# [Estratto della pagina]
○ ○ ○

Per garantire a tutti un insegnamento di qualità e mettere a frutto il
potenziale della diversità, i sistemi scolastici devono adeguarsi alla
crescente diversificazione della popolazione studentesca. Per garantire l'apprendimento
delle lingue sarebbe poi opportuno
intervenire in una primissima fase, già prima dell'età scolare. Il livello medio di
istruzione dei cittadini dei paesi terzi è inferiore rispetto a quello dei
cittadini dell'Unione[19].

○ ○ ○

# [Problema breve A]
Rispondi a queste domande sull'estratto relativo all'istruzione:
(i) A che cosa devono adeguarsi i sistemi scolastici?
(ii) In quale fase sarebbe opportuno intervenire per garantire l'apprendimento delle lingue?
(iii) Com'è il livello medio di istruzione dei cittadini dei paesi terzi rispetto a quello dei cittadini dell'Unione?
# [Problema breve B]
Sostituisci "one point per instance" con "one point per object" in tutti i record qui sotto e riscrivili senza altre modifiche. Lascia fuori le immagini.

○ ○ ○

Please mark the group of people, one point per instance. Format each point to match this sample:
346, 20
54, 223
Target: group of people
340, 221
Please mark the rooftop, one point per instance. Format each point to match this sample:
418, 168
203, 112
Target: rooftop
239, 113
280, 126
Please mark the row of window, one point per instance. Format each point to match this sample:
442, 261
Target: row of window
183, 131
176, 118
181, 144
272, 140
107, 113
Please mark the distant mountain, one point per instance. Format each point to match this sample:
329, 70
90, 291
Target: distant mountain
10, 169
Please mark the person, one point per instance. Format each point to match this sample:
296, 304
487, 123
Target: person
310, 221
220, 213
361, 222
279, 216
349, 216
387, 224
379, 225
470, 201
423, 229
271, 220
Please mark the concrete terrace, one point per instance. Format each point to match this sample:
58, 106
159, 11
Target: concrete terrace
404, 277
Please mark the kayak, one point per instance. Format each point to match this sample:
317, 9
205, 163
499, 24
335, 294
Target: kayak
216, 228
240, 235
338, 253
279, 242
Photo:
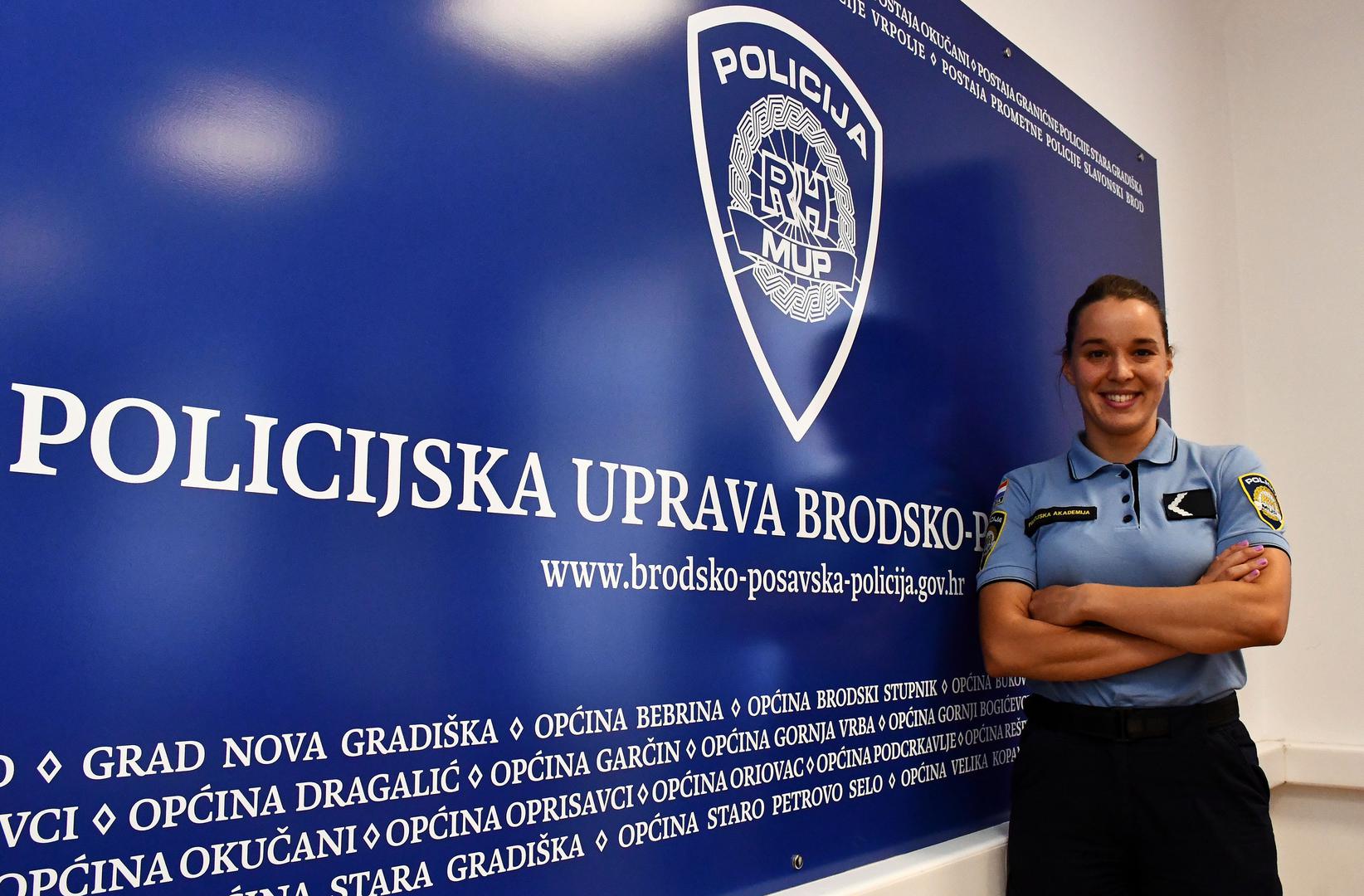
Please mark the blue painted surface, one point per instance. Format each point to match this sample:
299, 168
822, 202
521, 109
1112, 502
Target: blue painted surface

○ ○ ○

# [Risposta completa A]
(i) Alla crescente diversificazione della popolazione studentesca.
(ii) In una primissima fase, già prima dell'età scolare.
(iii) È inferiore.

# [Risposta completa B]
Please mark the group of people, one point per object. Format each point to match this sample:
346, 20
54, 223
Target: group of people
340, 221
Please mark the rooftop, one point per object. Format each point to match this sample:
418, 168
203, 112
Target: rooftop
239, 113
280, 126
Please mark the row of window, one point per object. Format each point to match this sample:
442, 261
Target: row of window
183, 131
176, 118
181, 144
272, 140
107, 113
Please mark the distant mountain, one point per object. Format each point to match this sample:
329, 70
90, 291
Target: distant mountain
10, 169
Please mark the person, one point per object. Format each point to match this sample:
296, 304
487, 123
Target: person
310, 221
220, 213
361, 222
279, 216
349, 216
387, 224
379, 225
470, 201
423, 229
271, 220
Please mark the concrete terrace, one point per object. Format each point to match this sample:
58, 106
159, 11
Target: concrete terrace
404, 277
Please mark the kayak, one point per object. Format each point to match this sample:
317, 9
205, 163
499, 24
335, 294
Target: kayak
216, 228
240, 235
338, 253
279, 242
Photo:
Please mark the blue painted surface, one point per object. Format each point to match this sample:
299, 168
822, 202
521, 109
1112, 502
Target: blue painted surface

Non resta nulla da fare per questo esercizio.